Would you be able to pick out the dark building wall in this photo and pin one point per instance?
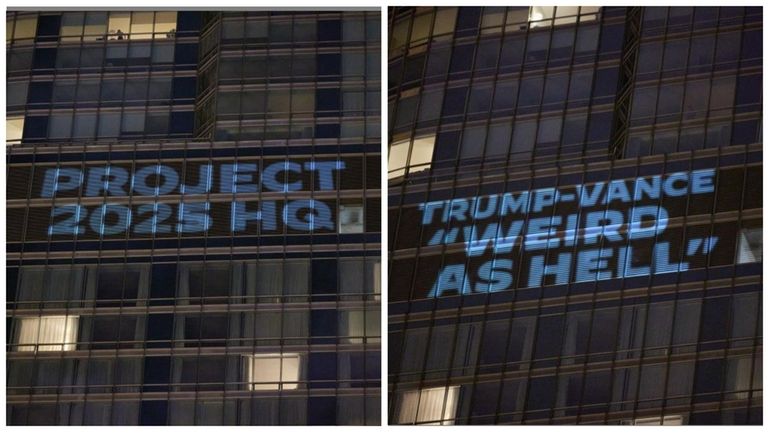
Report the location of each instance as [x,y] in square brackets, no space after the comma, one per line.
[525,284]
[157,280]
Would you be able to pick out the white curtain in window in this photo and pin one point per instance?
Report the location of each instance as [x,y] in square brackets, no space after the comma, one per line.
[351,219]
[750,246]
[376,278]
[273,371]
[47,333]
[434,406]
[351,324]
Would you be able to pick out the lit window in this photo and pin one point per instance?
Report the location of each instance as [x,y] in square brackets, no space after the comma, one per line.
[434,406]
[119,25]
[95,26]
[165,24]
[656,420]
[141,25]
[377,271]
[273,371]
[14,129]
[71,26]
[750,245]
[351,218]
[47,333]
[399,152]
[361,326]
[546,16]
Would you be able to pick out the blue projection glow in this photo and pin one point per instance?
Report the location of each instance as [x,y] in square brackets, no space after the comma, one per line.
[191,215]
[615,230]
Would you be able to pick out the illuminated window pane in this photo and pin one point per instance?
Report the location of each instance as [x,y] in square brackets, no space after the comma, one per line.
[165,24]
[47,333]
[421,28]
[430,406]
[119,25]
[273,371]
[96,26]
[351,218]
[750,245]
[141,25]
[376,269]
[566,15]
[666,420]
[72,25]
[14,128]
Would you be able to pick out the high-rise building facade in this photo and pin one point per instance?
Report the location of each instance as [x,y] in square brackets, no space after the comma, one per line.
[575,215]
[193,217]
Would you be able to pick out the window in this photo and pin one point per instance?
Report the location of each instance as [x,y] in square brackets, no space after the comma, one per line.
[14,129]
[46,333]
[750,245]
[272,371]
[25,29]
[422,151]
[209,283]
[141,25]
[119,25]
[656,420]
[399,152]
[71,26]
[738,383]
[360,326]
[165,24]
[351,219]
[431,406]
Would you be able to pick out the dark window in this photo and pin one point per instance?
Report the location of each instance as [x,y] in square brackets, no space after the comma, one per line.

--- --- ---

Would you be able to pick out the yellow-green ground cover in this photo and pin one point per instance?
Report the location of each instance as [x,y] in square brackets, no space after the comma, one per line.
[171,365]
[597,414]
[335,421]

--- --- ---

## WORK INSTRUCTIONS
Count the lines in the records above that contain the word "building", and give only the number.

## RESPONSE BELOW
2